(LESETEXT):
============
Schielen („Strabismus“) nennt man meist beständige oder immer wieder auftretende Fehlstellungen der Augen. Rund 4 – 5 Millionen Mitbürger leiden am Schielen. Sie leiden nicht nur unter der oft entstellenden, äußerlich sichtbaren Abweichung: noch belastender wirken die mit dem Schielen verbundenen Sehstörungen.
Schielen ist eben nicht nur ein Schönheitsfehler, sondern oft eine schwere Sehbehinderung. Je früher das Schielen im Leben des Kindes auftritt, je später es vom Augenarzt behandelt werden kann, desto schwerer wird die Sehbehinderung. Mit Beginn des Schulalters sinken die Erfolgschancen der Behandlung erheblich. Schielende Babys und Kleinkinder bedürfen einer möglichst frühzeitigen Behandlung.
Wie wirkt sich das Schielen auf das Sehen aus?
Damit wir den Raum um uns richtig wahrnehmen können, müssen unsere beiden Augen in die selbe Richtung schauen. In jedem Auge entsteht dabei jeweils ein Bild, das sich nur geringfügig von dem anderen unterscheidet. Diese beiden Bilder werden im Gehirn zu einem einzigen dreidimensionalen Seheindruck verschmolzen (Abb.1). Beim Schielen wird der Unterschied zwischen den beiden Bildern durch die Fehlstellung zu groß. Sie können im Gehirn nicht mehr richtig zur Deckung kommen. So entstehen störende Doppelbilder. Das kindliche Gehirn kann sich gegen Doppelbilder wehren, indem es das vom schielenden Auge übermittelte Bild einfach unterdrückt. Der Vorgang hat meist verhängnisvolle Folgen: das nichtbenutzte Auge wird nämlich nach einiger Zeit sehschwach („amblyop“).
Amblyopie nennt man die Sehschwäche eines organisch sonst gesunden Auges. Ohne Behandlung entwickeln nahezu 90% aller Schielkinder eine einseitige Amblyopie. Wird diese Schielschwachsichtigkeit nicht rechtzeitig entdeckt und behandelt, bleibt sie lebenslang bestehen. Das Kind kann dann nie mehr lernen, richtig beidäugig oder gar dreidimensional zu sehen. Es ist mehr durch Unfälle gefährdet und außerdem bei der Berufswahl beeinträchtigt. Eine rechtzeitige Behandlung kann die Amblyopie so gut wie immer verhindern oder beseitiges und meist auch gutes räumliches Sehen herstellen.
Abbildung 1:
A – Ein von beiden Augen gemeinsam angesehener Würfel wird in beiden Augen umgekehrt und etwas unterschiedlich abgebildet. Im Gehirn werden die beiden Bilder zu einer einzigen Wahrnehmung eines aufrechten Würfels verschmolzen.
============
(AUFGABEN):
1. Welche Folgen für das Kind nennt der Text über das Schielen in den beiden Sätzen ab „Das Kind kann dann nie mehr lernen“? Zähle alle auf.
2. Schreib den Text über das Schielen nach seinem letzten Satz weiter.
Die Einträge braucht man hier nicht.

(Einträge aus einer Datenquelle)
============
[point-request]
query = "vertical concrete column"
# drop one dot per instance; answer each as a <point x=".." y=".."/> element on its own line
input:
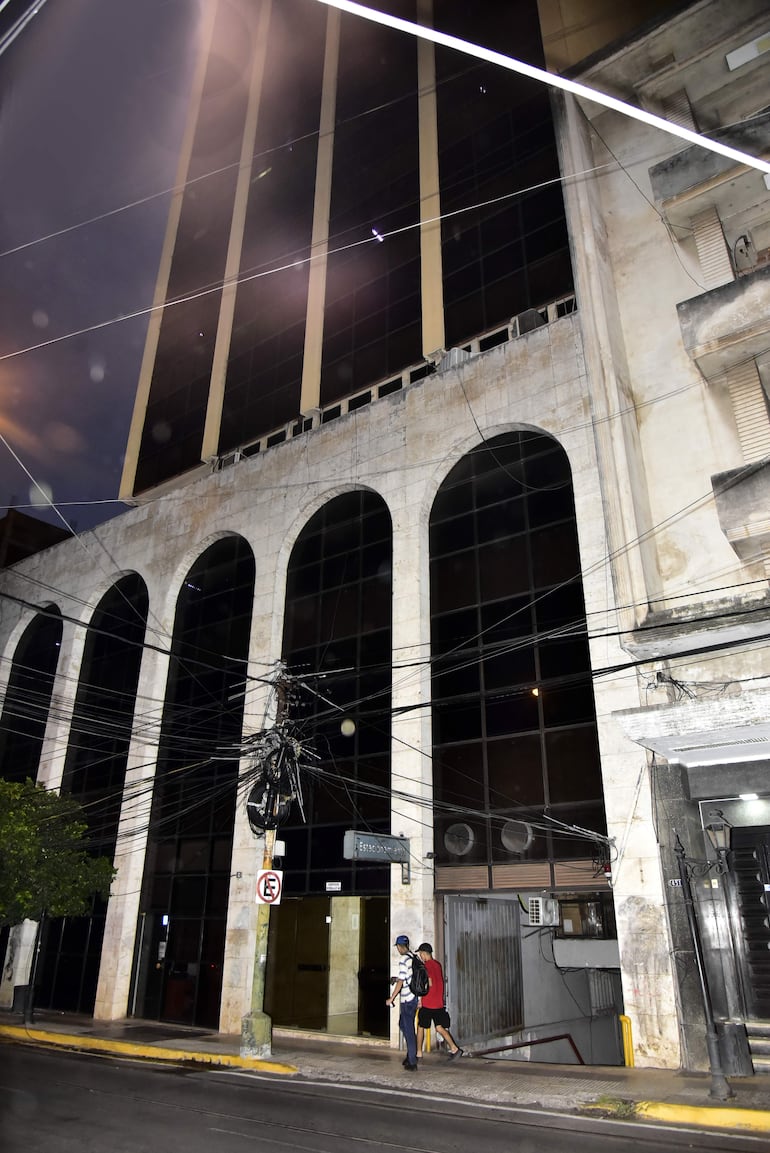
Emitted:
<point x="344" y="964"/>
<point x="130" y="462"/>
<point x="19" y="961"/>
<point x="53" y="752"/>
<point x="115" y="997"/>
<point x="314" y="329"/>
<point x="235" y="243"/>
<point x="412" y="783"/>
<point x="430" y="201"/>
<point x="258" y="713"/>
============
(ANTWORTEN):
1.
- Es kann nie mehr lernen, richtig beidäugig oder gar dreidimensional zu sehen.
- Es ist mehr durch Unfälle gefährdet.
- Es ist bei der Berufswahl beeinträchtigt.

2.
B – Bei einem Einwärtsschielen des rechten Auges sieht das rechte Auge links am Würfel vorbei. Durch die Bildverarbeitung im Gehirn erscheint ein Doppelbild. Dabei wird der Würfel nur so wahrgenommen, wie es dem Bild des linken Auges entspricht. Kinder unterdrücken die Doppelbildwahrnehmung.
Wie Babys sehen und Sehen lernen
Babys können schon kurz nach der Geburt mit ihren Augen ihre Umwelt wahrnehmen – allerdings nur undeutlich. Die Sehschärfe muß sich erst noch durch ständiges Üben entwickeln. Dazu steht lediglich ein begrenzter Zeitraum zur Verfügung. Mit Schulbeginn ist das „Lernprogramm“ der Augen praktisch abgeschlossen. Es gilt: „Was Hänschen nicht sieht, sieht Hans nimmermehr“.
In den ersten Lebenswochen kann ein Kind die Bewegung der beiden Augen noch nicht richtig koordinieren. Flüchtige Fehlstellungen sind in dieser Zeit kein Grund zur Beunruhigung. Sie können auch in den nächsten Monaten gelegentlich auftreten: Auch das Fixieren will gelernt sein.
Wenn jedoch ein Auge ständig von der Richtung des anderen abweicht, ist keine Zeit zu verlieren. Der Augenarzt kann das Schielen schon im Säuglingsalter diagnostizieren und wird die Behandlung zum richtigen Zeitpunkt einleiten.
Die verschiedenen Formen des Schielens
Beim Schielen weicht ein Auge von der Blickrichtung des anderen ab. Die Abweichung kann dabei so gering sein, daß sie selbst aufmerksamen Eltern entgeht. Oft schielt immer das selbe Auge, weil es die schlechtere Sehschärfe oder die geringere Beweglichkeit besitzt. Der Augenarzt spricht dann von einseitigem („monolateralem“) Schielen. Sind beide Augen gleichwertig, beobachtet man ein wechselseitiges („alternierendes“) Schielen.
Das schielende Auge kann in verschiedenen Richtungen vom nicht-schielenden Auge abweichen (Abb.2): nach innen (Einwärtsschielen), nach aussen (Auswärtsschielen), nach oben oder unten (Höhenschielen) oder durch Verdrehung um die Sehachse (Verrollungsschielen). Nicht selten treten Abweichungen unterschiedlicher Richtung bei einem Kind gleichzeitig auf.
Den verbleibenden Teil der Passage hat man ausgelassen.